» **Exercise directions**
Go through the entries below and report every line containing the word "woman", copying each such line in full.

» **Dataset records**
* * * *

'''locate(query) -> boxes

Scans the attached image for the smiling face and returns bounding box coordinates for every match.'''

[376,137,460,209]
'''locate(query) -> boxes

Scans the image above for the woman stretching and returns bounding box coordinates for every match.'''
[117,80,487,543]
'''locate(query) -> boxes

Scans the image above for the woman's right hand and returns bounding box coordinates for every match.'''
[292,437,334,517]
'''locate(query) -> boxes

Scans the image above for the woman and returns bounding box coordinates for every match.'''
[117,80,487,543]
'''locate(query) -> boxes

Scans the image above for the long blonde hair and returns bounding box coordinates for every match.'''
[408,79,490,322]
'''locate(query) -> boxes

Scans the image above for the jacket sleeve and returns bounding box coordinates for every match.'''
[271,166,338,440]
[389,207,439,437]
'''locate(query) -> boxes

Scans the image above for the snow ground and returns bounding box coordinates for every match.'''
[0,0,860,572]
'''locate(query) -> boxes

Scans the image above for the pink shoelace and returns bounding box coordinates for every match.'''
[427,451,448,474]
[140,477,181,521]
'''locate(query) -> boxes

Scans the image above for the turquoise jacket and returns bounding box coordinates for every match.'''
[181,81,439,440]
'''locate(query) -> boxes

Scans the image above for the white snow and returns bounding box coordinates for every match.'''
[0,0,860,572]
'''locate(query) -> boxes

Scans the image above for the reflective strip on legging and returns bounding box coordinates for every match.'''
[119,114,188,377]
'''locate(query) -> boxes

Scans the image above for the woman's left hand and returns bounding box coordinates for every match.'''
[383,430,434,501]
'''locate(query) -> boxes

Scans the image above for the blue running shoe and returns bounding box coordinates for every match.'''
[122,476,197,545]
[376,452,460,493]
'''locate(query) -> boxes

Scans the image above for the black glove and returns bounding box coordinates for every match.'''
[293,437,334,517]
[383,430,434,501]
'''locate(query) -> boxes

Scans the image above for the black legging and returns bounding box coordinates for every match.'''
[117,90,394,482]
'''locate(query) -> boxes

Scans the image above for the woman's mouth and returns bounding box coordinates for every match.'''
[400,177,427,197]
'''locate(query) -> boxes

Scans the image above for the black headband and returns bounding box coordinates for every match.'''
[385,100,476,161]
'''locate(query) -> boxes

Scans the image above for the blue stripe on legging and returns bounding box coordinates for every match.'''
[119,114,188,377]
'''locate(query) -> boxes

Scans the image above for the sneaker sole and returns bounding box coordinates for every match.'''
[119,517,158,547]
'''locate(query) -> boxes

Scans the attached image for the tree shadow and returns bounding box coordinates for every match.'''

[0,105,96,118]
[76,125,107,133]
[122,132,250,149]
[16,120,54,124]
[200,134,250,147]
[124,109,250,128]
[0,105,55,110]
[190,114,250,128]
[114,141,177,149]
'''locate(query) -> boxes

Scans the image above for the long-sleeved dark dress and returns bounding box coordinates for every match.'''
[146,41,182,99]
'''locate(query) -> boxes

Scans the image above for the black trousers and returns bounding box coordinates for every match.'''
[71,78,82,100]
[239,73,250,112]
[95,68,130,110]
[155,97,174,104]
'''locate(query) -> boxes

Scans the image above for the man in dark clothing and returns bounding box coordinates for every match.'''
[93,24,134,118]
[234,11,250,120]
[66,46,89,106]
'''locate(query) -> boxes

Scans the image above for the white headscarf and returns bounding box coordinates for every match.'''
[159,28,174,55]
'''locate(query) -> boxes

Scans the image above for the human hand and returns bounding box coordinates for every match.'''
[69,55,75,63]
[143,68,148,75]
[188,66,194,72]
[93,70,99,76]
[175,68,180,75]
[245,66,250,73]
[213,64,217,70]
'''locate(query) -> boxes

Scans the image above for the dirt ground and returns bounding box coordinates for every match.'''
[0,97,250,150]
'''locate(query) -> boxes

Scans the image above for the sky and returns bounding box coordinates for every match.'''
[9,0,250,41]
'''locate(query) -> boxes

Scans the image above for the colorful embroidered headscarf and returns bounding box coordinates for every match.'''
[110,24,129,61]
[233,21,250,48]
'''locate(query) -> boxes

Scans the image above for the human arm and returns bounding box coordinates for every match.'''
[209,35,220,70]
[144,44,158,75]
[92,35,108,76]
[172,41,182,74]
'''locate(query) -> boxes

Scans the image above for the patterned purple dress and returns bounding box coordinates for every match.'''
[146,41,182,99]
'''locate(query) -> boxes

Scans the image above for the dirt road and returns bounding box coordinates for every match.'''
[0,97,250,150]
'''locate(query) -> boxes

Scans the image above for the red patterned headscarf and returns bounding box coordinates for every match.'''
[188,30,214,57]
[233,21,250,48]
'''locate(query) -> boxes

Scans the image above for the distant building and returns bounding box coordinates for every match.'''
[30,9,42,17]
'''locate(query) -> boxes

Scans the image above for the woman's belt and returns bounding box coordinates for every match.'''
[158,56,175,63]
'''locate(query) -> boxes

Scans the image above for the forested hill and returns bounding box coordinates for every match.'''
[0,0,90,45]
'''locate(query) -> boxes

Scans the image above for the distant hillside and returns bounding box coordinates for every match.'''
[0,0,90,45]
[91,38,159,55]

* * * *

» **The solution**
Scans the image above for the woman stretching and returns bounding box coordinates for every match.'''
Scans the image above for the woman's right hand and returns bounding box coordinates for every match.'''
Scans the image above for the woman and returns bounding box coordinates for every match.'''
Scans the image above for the woman's left hand and returns bounding box coordinates for every match.'''
Scans the image above for the woman's mouth and returns bounding box coordinates for every match.'''
Scans the image above for the woman's belt and returns bounding box coordinates for every match.'''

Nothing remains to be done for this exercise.